| SELECTION |
%%

Every characteristic subgroup of a group is a normal subgroup.

Symbolic statement

Let ${\displaystyle H}$ be a characteristic subgroup of ${\displaystyle G}$. Then, ${\displaystyle H}$ is normal in ${\displaystyle G}$.

Property-theoretic statement

The subgroup property of being characteristic is stronger than the subgroup property of being normal.

Definitions used

Definitions for characteristic

• A subgroup is characteristic if every automorphism of the whole group takes the subgroup to within itself. Thus, characteristicity is the invariance property with respect to the property of being an automorphism.
• A subgroup is characteristic if every automorphism of the whole group restricts to an automorphism of the subgroup. Thus, characteristicity is expressible in the function restriction formalism as a property with both the left side and the right side being automorphism.
• A subgroup is characteristic if any subgroup that resembles it via an automorphism is actually the same as it.
• A subgroup is characteristic if it is a union of automorphism classes.

Definitions for normal

• A subgroup is normal if every inner automorphism of the whole group takes the subgroup to within itself. Thus, normality is the invariance property with respect to the property of being an inner automorphism.
• A subgroup is normal if every inner automorphism of the whole group restricts to an automorphism of the subgroup. Thus, normality is expressible in the function restriction formalism with the left side being inner automorphism and the right side being automorphism.
• A subgroup is normal if any subgroup that resembles it as being a conjugate, is actually the same as it.
• A subgroup is normal if it is a union of conjugacy classes.
• A subgroup is normal if it is the kernel of a homomorphism of groups.

Proof

Hands-on proof

Let ${\displaystyle H}$ be a characteristic subgroup of ${\displaystyle G}$. Then, for any automorphism ${\displaystyle \sigma }$ of ${\displaystyle G}$, ${\displaystyle \sigma (H)=H}$. This is in particularly true for the inner automorphisms. Thus, for any ${\displaystyle g\in G}$, if ${\displaystyle c_{g}}$ denotes conjugation by ${\displaystyle g}$, then ${\displaystyle c_{g}(H)=H}$, or in other words, ${\displaystyle gHg^{-1}=H}$. Thus ${\displaystyle H}$ is a normal subgroup of ${\displaystyle G}$.

In terms of invariance properties

Normality is the invariance property with respect to inner automorphisms, and characteristicity is the invariance property with respect to automorphisms. Since the left side of normality implies the left side of characteristicity, every characteristic subgroup is normal.

In terms of resemblance

A subgroup is normal if any subgroup that resembles it as a conjugate is the same as it; a subgroup is characteristic if any subgroup that resembles it via an automorphism is the same as it. Since the notion of resembling as a conjugate is stronger than the notion of resembling via an automorphism, every characteristic subgroup is normal.

%%

| WRITTEN TASKS |
A: Restate word for word the part of the text on characteristic and normal subgroups starting with "Definitions for normal" and going on through "conjugate, is actually the same as it.".
B: In the records, starting with the line with "Where can the sky be found in this picture?" and going on through the end of the records, swap "instance" for "occurrence" and leave everything else unchanged. Give only those lines.
The records are unrelated to the text on characteristic and normal subgroups.

| RECORDS FOR THE TASK |
%%

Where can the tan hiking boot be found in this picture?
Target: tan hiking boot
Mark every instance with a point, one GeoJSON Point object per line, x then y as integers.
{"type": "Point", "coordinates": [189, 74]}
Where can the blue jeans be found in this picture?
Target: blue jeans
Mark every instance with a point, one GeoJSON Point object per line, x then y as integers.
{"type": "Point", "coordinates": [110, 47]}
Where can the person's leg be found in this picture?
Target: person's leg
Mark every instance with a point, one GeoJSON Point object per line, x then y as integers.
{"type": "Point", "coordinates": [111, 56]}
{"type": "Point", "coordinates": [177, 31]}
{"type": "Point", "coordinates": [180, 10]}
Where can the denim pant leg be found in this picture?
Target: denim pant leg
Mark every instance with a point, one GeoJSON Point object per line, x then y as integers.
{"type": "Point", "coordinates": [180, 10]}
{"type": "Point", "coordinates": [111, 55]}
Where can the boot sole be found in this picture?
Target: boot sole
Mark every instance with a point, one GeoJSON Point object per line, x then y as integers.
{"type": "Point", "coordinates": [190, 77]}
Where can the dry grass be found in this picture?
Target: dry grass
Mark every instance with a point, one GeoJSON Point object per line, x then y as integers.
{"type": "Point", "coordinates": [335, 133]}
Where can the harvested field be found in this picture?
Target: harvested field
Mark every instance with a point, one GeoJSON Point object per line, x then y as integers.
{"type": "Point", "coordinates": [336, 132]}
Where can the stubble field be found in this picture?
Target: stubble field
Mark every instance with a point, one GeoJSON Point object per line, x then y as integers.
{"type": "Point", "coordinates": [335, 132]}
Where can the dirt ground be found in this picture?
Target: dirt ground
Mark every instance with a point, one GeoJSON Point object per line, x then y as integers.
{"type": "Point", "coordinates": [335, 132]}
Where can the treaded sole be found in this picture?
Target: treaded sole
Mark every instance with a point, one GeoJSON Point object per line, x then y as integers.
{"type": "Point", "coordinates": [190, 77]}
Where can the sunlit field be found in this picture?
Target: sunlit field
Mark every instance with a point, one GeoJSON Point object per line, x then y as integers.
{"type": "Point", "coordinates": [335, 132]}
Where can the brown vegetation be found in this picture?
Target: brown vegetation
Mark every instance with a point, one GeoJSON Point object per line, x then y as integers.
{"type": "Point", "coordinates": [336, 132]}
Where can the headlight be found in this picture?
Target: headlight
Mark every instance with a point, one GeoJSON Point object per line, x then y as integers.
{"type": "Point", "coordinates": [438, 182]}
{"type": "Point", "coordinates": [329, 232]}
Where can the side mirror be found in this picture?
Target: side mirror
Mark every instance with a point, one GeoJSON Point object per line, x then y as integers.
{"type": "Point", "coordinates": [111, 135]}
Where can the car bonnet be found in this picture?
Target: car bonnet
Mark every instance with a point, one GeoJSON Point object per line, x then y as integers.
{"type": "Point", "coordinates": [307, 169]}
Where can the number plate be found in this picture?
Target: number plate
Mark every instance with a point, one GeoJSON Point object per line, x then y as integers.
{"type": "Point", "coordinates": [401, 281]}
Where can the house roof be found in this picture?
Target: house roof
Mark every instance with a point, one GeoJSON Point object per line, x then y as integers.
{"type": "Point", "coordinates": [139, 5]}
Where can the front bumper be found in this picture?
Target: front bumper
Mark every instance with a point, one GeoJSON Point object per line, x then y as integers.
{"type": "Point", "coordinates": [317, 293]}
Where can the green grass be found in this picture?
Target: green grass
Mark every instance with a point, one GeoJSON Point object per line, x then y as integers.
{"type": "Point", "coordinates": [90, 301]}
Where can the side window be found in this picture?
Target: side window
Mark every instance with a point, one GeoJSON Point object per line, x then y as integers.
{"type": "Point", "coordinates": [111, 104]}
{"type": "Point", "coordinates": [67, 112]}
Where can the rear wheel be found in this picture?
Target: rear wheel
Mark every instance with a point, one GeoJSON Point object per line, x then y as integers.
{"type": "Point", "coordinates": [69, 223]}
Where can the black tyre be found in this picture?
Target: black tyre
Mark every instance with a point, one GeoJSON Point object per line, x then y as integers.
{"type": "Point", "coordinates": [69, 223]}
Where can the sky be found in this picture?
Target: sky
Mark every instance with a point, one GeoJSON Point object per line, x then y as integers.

%%

| RESULTS FOR THE EXERCISE |
A:
Definitions for normal

• A subgroup is normal if every inner automorphism of the whole group takes the subgroup to within itself. Thus, normality is the invariance property with respect to the property of being an inner automorphism.
• A subgroup is normal if every inner automorphism of the whole group restricts to an automorphism of the subgroup. Thus, normality is expressible in the function restriction formalism with the left side being inner automorphism and the right side being automorphism.
• A subgroup is normal if any subgroup that resembles it as being a conjugate, is actually the same as it.

B:
Where can the sky be found in this picture?
Target: sky
Mark every occurrence with a point, one GeoJSON Point object per line, x then y as integers.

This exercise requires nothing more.